### GIVEN INSTRUCTION
Starting at the line that has "[locate] crown molding" and going through the end of the records, write those lines out again with "door trim" substituted for "door casing" and nothing else changed. Give only those lines.

____

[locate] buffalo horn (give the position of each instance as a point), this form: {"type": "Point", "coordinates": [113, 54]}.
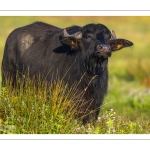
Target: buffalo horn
{"type": "Point", "coordinates": [113, 35]}
{"type": "Point", "coordinates": [77, 35]}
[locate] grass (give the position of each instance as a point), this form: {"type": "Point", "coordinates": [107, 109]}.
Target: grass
{"type": "Point", "coordinates": [126, 108]}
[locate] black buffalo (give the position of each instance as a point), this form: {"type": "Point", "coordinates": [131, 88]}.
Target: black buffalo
{"type": "Point", "coordinates": [76, 54]}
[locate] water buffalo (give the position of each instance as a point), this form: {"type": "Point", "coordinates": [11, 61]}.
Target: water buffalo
{"type": "Point", "coordinates": [74, 54]}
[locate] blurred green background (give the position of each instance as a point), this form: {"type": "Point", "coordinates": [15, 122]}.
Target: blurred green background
{"type": "Point", "coordinates": [129, 69]}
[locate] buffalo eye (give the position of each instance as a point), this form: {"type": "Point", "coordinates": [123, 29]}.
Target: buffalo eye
{"type": "Point", "coordinates": [88, 36]}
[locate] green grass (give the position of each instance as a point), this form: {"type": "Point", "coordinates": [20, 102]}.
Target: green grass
{"type": "Point", "coordinates": [129, 85]}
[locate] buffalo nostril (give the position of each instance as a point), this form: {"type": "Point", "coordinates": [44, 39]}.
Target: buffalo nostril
{"type": "Point", "coordinates": [99, 47]}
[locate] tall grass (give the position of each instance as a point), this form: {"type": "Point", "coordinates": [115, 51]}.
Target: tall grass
{"type": "Point", "coordinates": [30, 110]}
{"type": "Point", "coordinates": [26, 111]}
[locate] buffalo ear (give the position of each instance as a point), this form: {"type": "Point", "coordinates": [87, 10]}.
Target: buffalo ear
{"type": "Point", "coordinates": [117, 44]}
{"type": "Point", "coordinates": [73, 42]}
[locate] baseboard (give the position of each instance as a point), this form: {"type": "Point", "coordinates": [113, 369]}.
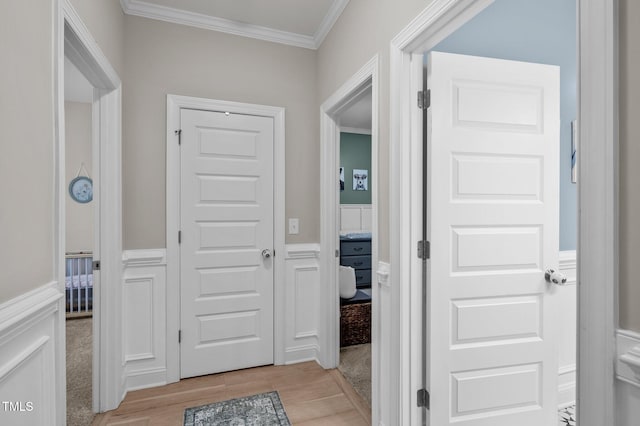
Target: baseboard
{"type": "Point", "coordinates": [146, 378]}
{"type": "Point", "coordinates": [31, 342]}
{"type": "Point", "coordinates": [298, 354]}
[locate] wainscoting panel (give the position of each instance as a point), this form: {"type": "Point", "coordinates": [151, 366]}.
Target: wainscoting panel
{"type": "Point", "coordinates": [144, 301]}
{"type": "Point", "coordinates": [567, 330]}
{"type": "Point", "coordinates": [29, 340]}
{"type": "Point", "coordinates": [302, 310]}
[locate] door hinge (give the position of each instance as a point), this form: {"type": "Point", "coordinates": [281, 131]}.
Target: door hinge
{"type": "Point", "coordinates": [423, 398]}
{"type": "Point", "coordinates": [424, 99]}
{"type": "Point", "coordinates": [424, 250]}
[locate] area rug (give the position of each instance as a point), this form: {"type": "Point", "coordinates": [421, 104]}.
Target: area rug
{"type": "Point", "coordinates": [256, 410]}
{"type": "Point", "coordinates": [355, 366]}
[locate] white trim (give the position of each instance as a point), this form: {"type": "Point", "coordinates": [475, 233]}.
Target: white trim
{"type": "Point", "coordinates": [628, 357]}
{"type": "Point", "coordinates": [133, 258]}
{"type": "Point", "coordinates": [18, 313]}
{"type": "Point", "coordinates": [174, 104]}
{"type": "Point", "coordinates": [73, 39]}
{"type": "Point", "coordinates": [213, 23]}
{"type": "Point", "coordinates": [568, 264]}
{"type": "Point", "coordinates": [366, 78]}
{"type": "Point", "coordinates": [597, 210]}
{"type": "Point", "coordinates": [30, 344]}
{"type": "Point", "coordinates": [329, 20]}
{"type": "Point", "coordinates": [355, 130]}
{"type": "Point", "coordinates": [597, 198]}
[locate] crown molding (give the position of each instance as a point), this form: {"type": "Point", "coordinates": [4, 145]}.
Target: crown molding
{"type": "Point", "coordinates": [176, 16]}
{"type": "Point", "coordinates": [329, 20]}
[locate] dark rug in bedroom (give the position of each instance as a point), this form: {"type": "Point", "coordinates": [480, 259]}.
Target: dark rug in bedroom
{"type": "Point", "coordinates": [256, 410]}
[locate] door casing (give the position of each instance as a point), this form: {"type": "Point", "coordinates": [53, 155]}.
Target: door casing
{"type": "Point", "coordinates": [597, 189]}
{"type": "Point", "coordinates": [174, 104]}
{"type": "Point", "coordinates": [366, 78]}
{"type": "Point", "coordinates": [72, 38]}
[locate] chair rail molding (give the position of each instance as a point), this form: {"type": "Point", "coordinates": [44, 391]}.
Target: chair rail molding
{"type": "Point", "coordinates": [31, 353]}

____

### RESPONSE TO THE TASK
[locate] crown molding (give the position of each instance as a point), this form: {"type": "Point", "coordinates": [4, 145]}.
Target: crown molding
{"type": "Point", "coordinates": [176, 16]}
{"type": "Point", "coordinates": [329, 20]}
[locate] dark rug in bedroom (give the position of each instance as a point), this form: {"type": "Point", "coordinates": [480, 259]}.
Target: dark rug in bedroom
{"type": "Point", "coordinates": [256, 410]}
[locate] door trim (give the position of each instance as a point), this form: {"type": "Point", "coordinates": [53, 155]}.
Target: door trim
{"type": "Point", "coordinates": [597, 189]}
{"type": "Point", "coordinates": [174, 104]}
{"type": "Point", "coordinates": [366, 78]}
{"type": "Point", "coordinates": [72, 38]}
[locate] chair rail molding (give the position of each instance as a point), this form: {"type": "Point", "coordinates": [44, 391]}.
Target: chair rail molding
{"type": "Point", "coordinates": [31, 353]}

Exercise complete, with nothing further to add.